[Start of Text block]

Wright was shot and killed by an officer during a police stop for a traffic violation, carrying an air freshener hanging from his rearview mirror — something that is prohibited in the state of Minnesota.

Wright, 20, phoned his mother, Katie Wright, after police stopped his vehicle, according to the mother's account, she heard the officers tell her son to put the phone down and not to run away. The call was cut off, and when she was able to get through again, Daunte's girlfriend answered, telling her that the police had shot and killed Wright.

Hundreds of National Guard members were out Monday due to community demonstrations in the wake of the incident that ended in the early morning hours with looting and violence. Tim Gannon, local police chief described the shooting as "an accidental discharge." According to Gannon, footage shows that the officer who fired the shots intended to use a Taser, not a firearm.

"I believe the officer intended to deploy his Taser, but instead shot Mr. Wright with a bullet," the police chief maintained.

[End of Text block]

[Required work] Please reproduce the news excerpt word for word, between "Hundreds of National" and "not a firearm.", inclusive. The listing that comes next has no connection to the news excerpt.

[Start of Data shown]

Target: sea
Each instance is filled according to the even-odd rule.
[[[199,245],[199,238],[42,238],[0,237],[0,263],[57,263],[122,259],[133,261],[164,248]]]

[End of Data shown]

[Result of this exercise]
Hundreds of National Guard members were out Monday due to community demonstrations in the wake of the incident that ended in the early morning hours with looting and violence. Tim Gannon, local police chief described the shooting as "an accidental discharge." According to Gannon, footage shows that the officer who fired the shots intended to use a Taser, not a firearm.